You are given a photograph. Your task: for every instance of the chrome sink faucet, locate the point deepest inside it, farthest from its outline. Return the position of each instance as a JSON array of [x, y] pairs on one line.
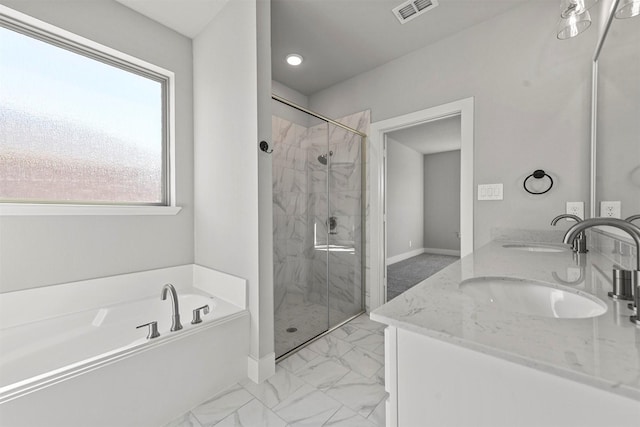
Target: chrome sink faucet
[[579, 244], [175, 318], [626, 283]]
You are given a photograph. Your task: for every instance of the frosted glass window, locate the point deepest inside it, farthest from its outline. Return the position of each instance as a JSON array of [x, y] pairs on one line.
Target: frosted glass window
[[74, 129]]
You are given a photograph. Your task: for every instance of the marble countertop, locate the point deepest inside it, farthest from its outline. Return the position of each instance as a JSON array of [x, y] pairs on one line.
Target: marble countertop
[[602, 351]]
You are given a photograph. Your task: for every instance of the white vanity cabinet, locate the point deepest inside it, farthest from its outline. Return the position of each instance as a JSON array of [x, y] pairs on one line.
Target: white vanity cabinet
[[435, 383], [454, 359]]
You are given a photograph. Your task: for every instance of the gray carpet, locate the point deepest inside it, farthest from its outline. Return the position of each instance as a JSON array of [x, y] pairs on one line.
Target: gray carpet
[[408, 273]]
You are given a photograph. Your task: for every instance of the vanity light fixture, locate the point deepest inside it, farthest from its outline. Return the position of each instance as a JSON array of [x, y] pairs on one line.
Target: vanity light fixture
[[574, 17], [294, 59], [628, 9]]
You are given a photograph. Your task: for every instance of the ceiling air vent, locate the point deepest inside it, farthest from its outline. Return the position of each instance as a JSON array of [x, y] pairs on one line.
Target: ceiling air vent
[[412, 9]]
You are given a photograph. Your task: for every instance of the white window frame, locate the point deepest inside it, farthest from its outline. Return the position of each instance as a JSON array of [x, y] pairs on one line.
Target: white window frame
[[49, 33]]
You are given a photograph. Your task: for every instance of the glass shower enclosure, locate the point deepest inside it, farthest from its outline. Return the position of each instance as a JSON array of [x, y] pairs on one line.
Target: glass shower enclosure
[[318, 225]]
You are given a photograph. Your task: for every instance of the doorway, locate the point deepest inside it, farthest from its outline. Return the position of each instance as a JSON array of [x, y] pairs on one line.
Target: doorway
[[378, 173], [422, 202]]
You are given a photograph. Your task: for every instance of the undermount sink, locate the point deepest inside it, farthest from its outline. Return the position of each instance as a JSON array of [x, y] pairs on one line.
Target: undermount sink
[[532, 298], [534, 247]]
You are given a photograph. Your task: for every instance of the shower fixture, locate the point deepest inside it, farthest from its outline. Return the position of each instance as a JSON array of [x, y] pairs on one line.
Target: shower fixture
[[628, 9], [323, 157], [574, 17]]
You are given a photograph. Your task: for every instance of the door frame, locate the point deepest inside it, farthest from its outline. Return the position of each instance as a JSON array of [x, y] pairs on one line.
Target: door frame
[[377, 175]]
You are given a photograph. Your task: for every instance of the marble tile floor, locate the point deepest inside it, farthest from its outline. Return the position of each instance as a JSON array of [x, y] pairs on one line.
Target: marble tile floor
[[336, 381], [308, 319]]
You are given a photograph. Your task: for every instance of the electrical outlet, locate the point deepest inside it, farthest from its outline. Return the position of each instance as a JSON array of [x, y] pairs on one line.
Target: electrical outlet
[[576, 208], [490, 192], [610, 209]]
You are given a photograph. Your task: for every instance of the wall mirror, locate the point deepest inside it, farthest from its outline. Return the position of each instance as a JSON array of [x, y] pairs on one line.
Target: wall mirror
[[616, 117]]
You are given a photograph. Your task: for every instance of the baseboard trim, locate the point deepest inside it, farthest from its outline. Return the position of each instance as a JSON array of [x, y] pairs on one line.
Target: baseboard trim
[[437, 251], [406, 255], [260, 370]]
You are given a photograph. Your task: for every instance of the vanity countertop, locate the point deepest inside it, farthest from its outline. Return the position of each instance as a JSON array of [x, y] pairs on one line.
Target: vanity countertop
[[601, 351]]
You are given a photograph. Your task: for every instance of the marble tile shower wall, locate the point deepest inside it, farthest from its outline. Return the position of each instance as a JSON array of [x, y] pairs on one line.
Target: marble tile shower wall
[[300, 212], [344, 204], [290, 225], [620, 251]]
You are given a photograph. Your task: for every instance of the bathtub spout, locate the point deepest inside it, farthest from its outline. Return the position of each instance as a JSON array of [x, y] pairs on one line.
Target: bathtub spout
[[175, 318]]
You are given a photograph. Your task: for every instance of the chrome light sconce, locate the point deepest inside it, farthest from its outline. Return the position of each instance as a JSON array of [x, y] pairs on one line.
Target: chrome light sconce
[[574, 17], [627, 9]]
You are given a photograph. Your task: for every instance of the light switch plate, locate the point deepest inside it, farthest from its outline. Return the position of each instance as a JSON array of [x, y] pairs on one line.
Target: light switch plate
[[490, 192], [612, 209]]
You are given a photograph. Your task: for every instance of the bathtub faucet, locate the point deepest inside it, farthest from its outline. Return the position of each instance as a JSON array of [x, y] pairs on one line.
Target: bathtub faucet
[[175, 318]]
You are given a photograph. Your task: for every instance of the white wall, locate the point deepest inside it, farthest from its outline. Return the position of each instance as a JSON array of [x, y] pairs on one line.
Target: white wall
[[45, 250], [232, 181], [405, 199], [532, 107], [442, 200]]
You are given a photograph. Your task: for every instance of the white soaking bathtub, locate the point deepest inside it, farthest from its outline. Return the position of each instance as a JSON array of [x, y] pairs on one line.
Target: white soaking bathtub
[[71, 355]]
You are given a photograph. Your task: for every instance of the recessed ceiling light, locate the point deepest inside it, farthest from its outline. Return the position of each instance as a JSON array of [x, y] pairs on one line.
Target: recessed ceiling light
[[294, 59]]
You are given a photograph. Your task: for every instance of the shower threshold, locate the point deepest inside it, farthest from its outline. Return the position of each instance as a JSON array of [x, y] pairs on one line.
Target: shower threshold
[[315, 338]]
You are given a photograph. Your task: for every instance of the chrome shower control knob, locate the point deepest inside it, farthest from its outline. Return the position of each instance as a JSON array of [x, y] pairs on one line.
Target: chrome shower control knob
[[622, 285]]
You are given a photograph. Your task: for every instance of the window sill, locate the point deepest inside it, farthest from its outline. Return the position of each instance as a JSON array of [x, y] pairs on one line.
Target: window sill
[[25, 209]]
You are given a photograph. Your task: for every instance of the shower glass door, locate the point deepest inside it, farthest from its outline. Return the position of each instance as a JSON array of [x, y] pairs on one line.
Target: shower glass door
[[317, 215], [344, 273]]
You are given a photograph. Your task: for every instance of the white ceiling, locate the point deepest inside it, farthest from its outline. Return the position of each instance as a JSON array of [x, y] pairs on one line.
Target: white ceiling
[[339, 39], [432, 137], [188, 17]]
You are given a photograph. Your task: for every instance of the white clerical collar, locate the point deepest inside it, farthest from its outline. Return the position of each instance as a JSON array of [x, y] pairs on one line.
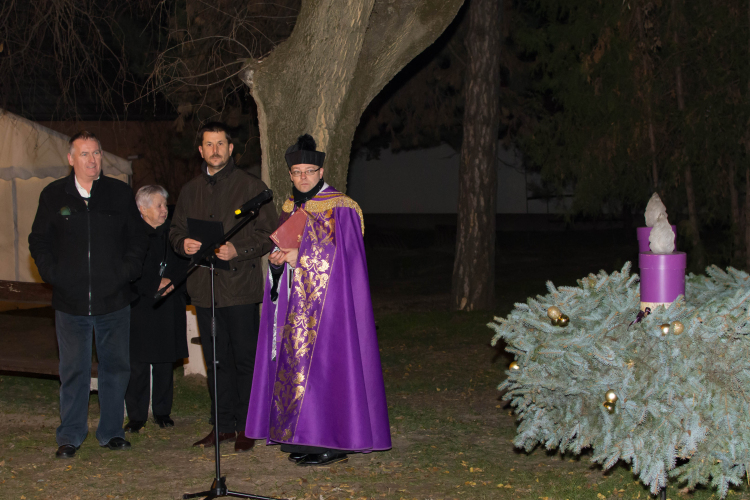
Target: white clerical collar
[[81, 190]]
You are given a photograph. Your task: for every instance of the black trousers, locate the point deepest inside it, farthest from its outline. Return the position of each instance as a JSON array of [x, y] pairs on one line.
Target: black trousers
[[236, 343], [137, 394]]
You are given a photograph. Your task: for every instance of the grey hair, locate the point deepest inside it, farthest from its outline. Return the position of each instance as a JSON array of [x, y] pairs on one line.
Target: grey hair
[[143, 196]]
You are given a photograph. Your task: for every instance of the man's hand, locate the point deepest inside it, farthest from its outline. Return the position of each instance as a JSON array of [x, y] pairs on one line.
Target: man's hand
[[277, 258], [288, 255], [226, 251], [191, 246], [164, 282]]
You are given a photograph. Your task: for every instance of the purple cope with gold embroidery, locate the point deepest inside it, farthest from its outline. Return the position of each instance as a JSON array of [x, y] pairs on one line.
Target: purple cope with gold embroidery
[[320, 383]]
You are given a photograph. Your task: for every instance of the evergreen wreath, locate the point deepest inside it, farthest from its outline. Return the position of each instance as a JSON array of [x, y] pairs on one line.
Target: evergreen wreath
[[669, 394]]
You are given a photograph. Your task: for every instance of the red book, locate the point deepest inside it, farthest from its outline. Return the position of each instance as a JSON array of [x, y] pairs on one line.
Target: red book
[[289, 234]]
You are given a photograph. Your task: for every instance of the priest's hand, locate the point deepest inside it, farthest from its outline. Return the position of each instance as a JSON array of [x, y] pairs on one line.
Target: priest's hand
[[277, 258], [226, 251], [290, 256]]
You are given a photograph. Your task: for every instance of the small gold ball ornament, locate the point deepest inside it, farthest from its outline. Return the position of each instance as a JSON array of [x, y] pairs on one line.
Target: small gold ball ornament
[[611, 396], [563, 321], [554, 312], [678, 327]]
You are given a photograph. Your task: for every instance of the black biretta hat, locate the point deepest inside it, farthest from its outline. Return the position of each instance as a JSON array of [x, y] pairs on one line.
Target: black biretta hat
[[303, 152]]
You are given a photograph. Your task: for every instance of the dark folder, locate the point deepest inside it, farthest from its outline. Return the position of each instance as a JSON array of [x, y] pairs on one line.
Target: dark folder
[[209, 233]]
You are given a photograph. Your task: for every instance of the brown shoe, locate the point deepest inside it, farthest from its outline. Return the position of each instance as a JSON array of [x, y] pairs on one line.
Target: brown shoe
[[210, 440], [243, 443]]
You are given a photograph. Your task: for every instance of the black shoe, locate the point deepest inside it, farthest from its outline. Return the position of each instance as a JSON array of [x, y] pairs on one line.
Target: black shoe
[[163, 421], [66, 451], [117, 444], [134, 426], [327, 458], [296, 457]]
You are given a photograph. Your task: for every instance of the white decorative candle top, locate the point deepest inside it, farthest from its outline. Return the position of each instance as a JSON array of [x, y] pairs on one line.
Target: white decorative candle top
[[654, 208], [661, 238]]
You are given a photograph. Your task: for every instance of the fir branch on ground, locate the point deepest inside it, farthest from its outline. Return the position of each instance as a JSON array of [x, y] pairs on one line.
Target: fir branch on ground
[[683, 410]]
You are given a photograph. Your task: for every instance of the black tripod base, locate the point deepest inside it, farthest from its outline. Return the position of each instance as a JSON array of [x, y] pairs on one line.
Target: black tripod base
[[219, 489]]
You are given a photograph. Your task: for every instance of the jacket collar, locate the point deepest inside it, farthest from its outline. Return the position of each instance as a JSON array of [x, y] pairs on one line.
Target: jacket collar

---+---

What needs to be done: Once the line containing "Target: black tripod base" is found in the listing above, set down that line and every line after it, exactly.

Response to this exercise:
Target: black tripod base
[[219, 489]]
You are given a photograph. Your task: for every instance of the jacket collar, locate the point deepest inside it, farthest from its outline. Return the position of each instance as a JSON array of [x, y] pairs on one line.
Target: jacket collar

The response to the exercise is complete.